YOUR INSTRUCTIONS>
Update the material below by swapping "gabled roof" for "pitched roof" and leaving everything else unchanged. Give back only the lines starting at the one that contains "Tag every instance of the dormer" and ending after the one that contains "pixel 20 137".

RECORDS SUPPLIED>
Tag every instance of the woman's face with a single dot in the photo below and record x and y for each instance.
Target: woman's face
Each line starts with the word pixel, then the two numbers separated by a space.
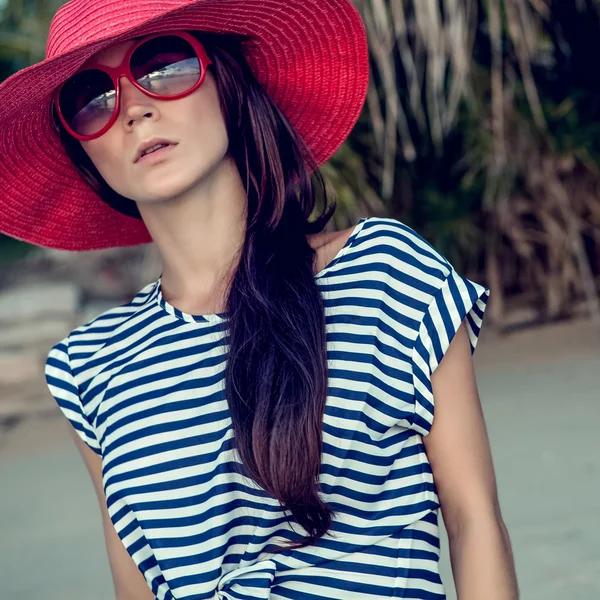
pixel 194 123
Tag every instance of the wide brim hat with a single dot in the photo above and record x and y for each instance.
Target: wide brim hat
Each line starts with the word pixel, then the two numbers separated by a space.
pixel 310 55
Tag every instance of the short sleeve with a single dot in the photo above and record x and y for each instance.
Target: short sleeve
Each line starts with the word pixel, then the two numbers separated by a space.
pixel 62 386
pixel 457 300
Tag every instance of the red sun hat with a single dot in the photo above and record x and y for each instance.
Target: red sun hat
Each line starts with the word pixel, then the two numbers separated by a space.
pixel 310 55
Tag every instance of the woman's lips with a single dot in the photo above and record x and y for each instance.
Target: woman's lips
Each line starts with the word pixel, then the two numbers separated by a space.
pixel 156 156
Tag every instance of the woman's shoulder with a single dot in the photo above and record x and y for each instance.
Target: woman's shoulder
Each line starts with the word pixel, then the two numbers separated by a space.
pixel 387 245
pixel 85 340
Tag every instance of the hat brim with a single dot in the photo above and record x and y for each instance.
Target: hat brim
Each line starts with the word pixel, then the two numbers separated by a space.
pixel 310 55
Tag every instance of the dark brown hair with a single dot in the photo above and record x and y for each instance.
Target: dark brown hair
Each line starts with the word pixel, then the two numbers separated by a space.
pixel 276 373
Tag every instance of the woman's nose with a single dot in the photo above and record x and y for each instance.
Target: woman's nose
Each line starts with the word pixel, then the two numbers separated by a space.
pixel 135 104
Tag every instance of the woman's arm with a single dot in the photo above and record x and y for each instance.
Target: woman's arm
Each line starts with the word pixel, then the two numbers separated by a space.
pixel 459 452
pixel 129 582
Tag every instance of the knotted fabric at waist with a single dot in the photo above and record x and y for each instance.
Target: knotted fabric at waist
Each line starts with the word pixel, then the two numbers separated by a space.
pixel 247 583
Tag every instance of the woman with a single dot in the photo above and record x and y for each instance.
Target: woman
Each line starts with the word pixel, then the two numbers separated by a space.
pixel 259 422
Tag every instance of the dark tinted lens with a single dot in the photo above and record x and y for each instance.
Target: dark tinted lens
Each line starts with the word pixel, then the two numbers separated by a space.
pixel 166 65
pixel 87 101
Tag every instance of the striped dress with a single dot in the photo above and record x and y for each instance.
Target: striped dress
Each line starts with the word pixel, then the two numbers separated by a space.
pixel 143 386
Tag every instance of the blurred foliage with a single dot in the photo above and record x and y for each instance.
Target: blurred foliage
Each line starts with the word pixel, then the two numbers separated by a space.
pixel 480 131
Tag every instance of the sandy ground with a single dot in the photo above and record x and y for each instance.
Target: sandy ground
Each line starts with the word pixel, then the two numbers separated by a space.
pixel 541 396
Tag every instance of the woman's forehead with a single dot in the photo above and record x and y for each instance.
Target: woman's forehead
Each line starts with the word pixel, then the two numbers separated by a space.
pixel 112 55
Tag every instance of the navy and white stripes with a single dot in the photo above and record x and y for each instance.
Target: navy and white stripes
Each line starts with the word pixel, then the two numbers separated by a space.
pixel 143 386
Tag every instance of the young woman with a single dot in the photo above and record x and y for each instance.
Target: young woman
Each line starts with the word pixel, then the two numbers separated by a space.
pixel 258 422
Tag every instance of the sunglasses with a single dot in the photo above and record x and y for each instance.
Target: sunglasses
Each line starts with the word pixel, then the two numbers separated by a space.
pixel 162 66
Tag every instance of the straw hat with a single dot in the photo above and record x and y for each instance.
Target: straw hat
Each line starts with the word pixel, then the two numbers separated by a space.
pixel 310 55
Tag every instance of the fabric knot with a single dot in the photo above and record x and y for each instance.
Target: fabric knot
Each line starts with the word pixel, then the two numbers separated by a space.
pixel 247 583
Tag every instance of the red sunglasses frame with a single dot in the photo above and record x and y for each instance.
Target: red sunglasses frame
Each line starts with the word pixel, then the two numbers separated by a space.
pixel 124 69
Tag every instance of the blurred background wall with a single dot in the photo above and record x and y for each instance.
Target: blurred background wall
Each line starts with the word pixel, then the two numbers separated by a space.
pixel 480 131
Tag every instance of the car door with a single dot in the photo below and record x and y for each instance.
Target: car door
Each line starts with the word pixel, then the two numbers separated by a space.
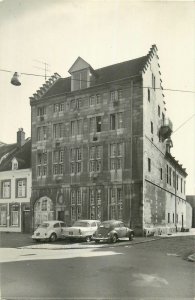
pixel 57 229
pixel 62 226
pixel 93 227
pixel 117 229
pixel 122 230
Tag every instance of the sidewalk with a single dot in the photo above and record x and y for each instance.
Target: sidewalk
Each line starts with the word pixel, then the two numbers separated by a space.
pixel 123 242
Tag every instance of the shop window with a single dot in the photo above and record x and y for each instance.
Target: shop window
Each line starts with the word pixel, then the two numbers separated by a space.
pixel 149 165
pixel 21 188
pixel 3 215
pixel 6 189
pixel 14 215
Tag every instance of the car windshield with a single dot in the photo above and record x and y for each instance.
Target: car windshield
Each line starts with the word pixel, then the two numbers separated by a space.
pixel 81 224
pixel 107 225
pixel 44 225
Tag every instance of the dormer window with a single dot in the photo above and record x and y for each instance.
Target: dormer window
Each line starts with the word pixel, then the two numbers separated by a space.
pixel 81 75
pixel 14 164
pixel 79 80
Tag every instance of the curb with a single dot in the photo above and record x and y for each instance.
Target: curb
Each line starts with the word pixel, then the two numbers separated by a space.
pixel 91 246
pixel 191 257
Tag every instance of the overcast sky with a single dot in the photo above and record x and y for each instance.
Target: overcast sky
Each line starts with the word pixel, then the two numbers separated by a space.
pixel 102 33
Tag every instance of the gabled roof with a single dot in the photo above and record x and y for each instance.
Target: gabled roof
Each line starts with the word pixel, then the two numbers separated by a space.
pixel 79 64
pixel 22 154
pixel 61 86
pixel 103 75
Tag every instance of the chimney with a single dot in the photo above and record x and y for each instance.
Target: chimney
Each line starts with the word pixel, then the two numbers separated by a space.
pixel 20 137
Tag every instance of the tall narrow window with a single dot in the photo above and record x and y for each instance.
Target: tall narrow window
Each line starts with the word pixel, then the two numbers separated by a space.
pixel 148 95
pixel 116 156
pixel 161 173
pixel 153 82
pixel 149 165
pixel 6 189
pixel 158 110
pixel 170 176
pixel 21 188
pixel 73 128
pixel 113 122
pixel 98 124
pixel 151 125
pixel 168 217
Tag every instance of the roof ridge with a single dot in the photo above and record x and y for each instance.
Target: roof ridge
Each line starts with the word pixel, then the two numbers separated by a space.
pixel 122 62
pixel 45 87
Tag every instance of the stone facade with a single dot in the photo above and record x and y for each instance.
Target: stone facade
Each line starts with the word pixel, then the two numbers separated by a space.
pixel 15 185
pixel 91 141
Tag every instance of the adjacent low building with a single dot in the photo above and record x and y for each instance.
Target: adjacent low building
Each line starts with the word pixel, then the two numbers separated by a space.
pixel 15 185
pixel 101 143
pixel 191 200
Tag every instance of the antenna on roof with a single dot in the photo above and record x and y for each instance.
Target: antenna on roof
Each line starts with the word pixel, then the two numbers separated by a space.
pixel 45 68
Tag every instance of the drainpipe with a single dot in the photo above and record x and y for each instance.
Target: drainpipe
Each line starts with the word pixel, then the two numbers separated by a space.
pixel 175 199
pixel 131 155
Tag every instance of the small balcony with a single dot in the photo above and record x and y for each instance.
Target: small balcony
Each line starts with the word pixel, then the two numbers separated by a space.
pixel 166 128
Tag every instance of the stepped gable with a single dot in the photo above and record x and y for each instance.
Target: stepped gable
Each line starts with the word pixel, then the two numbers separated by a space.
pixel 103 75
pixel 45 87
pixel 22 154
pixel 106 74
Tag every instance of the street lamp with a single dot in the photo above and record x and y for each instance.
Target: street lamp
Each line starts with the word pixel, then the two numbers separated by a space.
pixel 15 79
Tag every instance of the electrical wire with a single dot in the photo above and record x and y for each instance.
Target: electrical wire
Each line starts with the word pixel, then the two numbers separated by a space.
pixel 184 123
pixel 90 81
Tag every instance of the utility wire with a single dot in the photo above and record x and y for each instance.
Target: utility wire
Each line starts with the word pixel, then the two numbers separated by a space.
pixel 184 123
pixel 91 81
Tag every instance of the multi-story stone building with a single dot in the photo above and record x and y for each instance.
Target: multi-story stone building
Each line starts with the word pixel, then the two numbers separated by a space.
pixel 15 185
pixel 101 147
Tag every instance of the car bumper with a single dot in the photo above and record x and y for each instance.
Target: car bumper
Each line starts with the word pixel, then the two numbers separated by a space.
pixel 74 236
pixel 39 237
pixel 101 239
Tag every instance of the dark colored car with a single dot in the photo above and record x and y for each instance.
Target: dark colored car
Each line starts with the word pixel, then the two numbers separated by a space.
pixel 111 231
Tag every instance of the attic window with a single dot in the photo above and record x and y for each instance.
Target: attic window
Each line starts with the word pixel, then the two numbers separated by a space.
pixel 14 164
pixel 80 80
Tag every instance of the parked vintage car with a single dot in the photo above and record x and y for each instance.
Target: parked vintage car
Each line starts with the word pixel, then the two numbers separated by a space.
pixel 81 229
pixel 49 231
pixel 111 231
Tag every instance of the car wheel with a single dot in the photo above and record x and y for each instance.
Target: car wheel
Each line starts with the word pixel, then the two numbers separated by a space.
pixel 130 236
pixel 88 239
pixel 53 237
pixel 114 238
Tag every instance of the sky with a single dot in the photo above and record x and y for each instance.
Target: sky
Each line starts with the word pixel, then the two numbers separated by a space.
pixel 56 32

TASK RESULT>
Tag every instance of the dormer window with a single dot in the photo above and record x and y for each instance.
Target: dormer window
Each line starts with the word pixel, then the two numbers separated by a space.
pixel 81 75
pixel 14 164
pixel 79 80
Tag every instance of the curb with a single dot in the photo above and record x and y for each instance.
Target: curb
Each line starts with the word pixel, then the two numbers separated by a space.
pixel 91 246
pixel 191 257
Tag every instance of the overcast sky with a single dot in the photo above and record x and y for each instance.
Target: overcast sky
Each line starts with the word pixel, then the two numbers separated by a space.
pixel 102 33
Tag every instance of the pitched roof with a single dot in the photo above and record x and y for each instance.
Target: pitched roof
Each line starts with the word pixel, then the two numbers separated by a space.
pixel 79 64
pixel 22 154
pixel 61 86
pixel 103 75
Tag every instance of the chimney with a single dot in the photo above and record x and y for each instance.
Target: chimney
Each line starts with the word pixel, then the two numbers separated by a space.
pixel 20 137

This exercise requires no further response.